Record extracts below:

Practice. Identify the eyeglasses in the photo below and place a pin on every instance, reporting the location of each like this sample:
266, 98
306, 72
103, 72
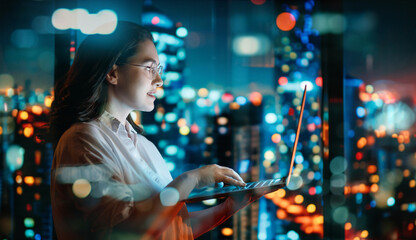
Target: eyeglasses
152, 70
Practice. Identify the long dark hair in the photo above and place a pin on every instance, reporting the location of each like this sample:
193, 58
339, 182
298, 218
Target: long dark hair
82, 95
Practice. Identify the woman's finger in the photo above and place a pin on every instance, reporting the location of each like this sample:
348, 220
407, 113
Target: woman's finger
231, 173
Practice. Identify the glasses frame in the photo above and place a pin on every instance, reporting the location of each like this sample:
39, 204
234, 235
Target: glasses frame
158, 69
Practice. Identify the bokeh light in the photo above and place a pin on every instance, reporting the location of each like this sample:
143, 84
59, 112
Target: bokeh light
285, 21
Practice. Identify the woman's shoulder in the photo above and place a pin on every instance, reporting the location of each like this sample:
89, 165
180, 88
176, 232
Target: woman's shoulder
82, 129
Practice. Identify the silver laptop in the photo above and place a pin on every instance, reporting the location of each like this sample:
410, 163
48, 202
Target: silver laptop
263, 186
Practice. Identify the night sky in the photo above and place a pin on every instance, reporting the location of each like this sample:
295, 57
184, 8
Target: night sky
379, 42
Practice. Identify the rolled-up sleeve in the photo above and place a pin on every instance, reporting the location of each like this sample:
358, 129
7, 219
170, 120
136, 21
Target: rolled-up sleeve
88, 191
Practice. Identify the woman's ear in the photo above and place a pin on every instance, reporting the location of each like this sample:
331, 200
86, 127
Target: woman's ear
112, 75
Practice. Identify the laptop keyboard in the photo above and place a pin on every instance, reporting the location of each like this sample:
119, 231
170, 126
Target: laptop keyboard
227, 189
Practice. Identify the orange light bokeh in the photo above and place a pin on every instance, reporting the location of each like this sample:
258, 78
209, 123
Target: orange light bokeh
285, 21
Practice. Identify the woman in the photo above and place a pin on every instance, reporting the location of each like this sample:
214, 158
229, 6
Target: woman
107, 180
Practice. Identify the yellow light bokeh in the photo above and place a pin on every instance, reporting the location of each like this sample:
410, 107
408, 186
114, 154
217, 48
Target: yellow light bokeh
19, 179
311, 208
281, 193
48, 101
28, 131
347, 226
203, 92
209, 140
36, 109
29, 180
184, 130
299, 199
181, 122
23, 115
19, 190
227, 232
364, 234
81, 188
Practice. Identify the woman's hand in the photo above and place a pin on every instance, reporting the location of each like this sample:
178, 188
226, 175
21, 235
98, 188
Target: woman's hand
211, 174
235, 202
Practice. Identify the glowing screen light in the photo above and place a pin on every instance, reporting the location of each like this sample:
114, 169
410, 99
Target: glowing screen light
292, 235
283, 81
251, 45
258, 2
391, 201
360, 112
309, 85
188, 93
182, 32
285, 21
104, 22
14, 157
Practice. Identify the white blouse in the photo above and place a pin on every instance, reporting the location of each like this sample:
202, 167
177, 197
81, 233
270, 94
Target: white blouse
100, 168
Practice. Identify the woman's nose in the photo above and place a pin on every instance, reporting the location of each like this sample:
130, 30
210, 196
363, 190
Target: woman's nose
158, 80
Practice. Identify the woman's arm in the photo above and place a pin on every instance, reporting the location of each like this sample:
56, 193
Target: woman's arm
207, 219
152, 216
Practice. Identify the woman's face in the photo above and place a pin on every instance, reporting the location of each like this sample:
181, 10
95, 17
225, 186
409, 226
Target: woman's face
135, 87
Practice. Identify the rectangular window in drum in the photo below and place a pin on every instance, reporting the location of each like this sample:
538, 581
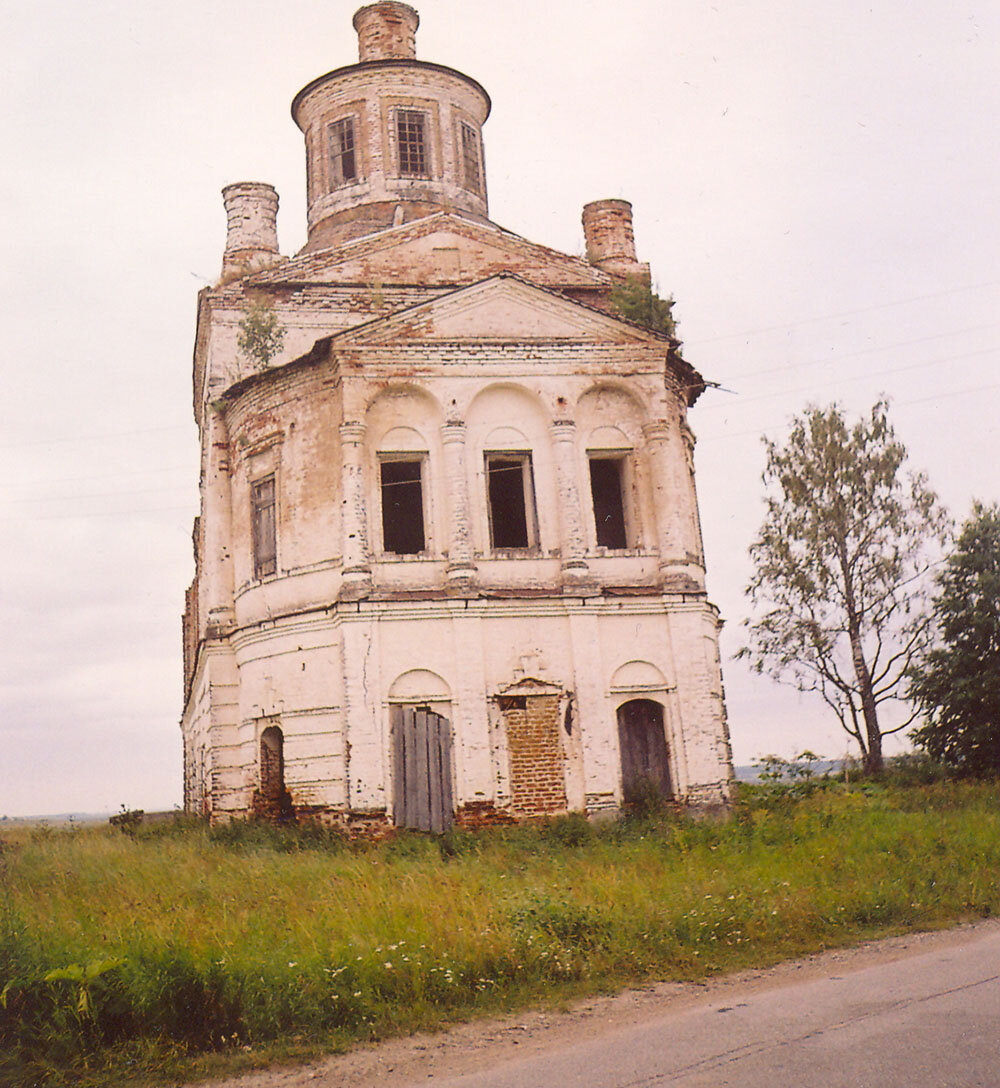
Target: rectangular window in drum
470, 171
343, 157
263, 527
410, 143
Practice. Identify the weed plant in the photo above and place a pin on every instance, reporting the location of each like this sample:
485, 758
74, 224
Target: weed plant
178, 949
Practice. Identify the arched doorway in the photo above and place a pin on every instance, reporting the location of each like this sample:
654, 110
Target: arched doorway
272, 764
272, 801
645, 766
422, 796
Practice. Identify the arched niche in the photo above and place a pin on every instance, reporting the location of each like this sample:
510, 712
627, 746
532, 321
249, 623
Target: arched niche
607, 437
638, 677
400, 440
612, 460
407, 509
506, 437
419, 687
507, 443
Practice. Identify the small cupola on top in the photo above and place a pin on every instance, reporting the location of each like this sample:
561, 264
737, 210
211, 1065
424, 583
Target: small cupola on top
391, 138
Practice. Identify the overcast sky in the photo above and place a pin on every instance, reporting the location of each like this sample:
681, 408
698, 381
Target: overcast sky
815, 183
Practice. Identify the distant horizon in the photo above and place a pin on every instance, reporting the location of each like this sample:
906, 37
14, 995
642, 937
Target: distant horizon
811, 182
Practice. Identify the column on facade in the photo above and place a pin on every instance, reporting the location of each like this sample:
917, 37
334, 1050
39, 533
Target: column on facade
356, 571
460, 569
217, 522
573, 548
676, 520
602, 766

End of Record extracts.
Record extracts below:

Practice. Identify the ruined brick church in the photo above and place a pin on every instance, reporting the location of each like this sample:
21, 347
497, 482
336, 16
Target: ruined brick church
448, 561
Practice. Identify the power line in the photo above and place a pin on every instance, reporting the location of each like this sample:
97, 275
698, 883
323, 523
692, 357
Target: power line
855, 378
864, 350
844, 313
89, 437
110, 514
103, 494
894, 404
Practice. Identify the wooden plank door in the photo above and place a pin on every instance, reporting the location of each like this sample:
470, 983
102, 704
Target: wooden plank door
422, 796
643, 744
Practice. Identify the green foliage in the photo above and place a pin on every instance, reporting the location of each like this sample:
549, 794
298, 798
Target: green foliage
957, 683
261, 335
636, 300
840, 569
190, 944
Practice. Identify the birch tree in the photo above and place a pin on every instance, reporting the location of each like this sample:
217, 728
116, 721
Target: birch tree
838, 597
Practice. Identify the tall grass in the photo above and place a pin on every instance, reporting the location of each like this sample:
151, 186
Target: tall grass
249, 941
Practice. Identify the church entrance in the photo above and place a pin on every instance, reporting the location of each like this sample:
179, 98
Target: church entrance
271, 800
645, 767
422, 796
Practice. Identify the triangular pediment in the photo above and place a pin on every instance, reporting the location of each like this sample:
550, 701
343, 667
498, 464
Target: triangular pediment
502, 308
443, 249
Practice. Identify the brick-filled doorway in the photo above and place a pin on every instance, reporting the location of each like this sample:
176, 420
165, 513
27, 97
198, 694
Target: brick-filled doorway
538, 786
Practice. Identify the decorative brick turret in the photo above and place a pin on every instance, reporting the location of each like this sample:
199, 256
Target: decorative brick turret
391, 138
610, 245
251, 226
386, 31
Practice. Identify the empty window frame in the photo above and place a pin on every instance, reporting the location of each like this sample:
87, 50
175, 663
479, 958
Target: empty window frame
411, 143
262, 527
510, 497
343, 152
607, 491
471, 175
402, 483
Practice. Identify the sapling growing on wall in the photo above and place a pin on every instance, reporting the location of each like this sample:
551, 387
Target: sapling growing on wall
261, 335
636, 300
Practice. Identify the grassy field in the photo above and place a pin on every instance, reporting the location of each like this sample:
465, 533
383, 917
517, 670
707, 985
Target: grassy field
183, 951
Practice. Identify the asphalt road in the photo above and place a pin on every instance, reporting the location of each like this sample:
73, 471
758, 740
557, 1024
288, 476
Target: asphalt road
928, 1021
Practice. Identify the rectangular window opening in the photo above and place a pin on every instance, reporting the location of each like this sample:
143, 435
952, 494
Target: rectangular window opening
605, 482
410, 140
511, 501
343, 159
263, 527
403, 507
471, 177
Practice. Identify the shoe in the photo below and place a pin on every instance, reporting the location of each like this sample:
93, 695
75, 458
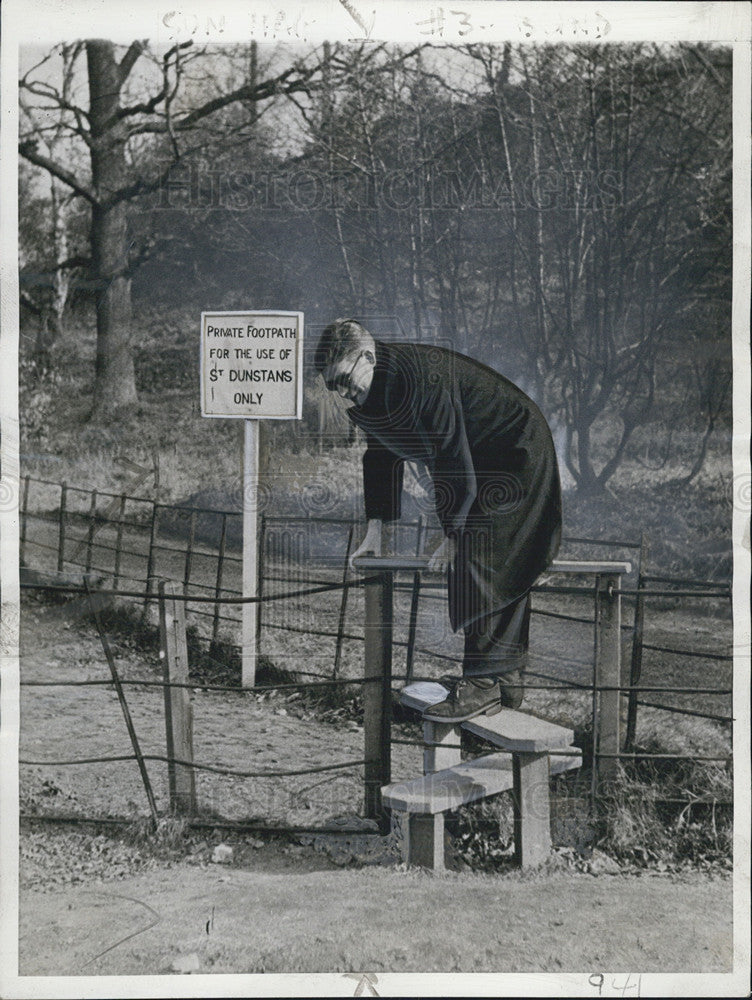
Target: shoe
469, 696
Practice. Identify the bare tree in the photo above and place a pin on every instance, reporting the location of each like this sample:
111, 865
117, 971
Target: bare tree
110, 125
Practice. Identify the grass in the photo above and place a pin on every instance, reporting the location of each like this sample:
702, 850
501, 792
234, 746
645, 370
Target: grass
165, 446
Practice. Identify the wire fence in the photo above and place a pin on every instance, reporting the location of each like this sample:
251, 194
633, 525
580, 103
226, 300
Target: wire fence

End of Record extracts.

Exercise
Across the records above, return every line that contains the word "fence".

Result below
Practice. Identify the wire fence in the photo above and place a pin on every instance, reporting the location of each like this sample:
Target: wire fence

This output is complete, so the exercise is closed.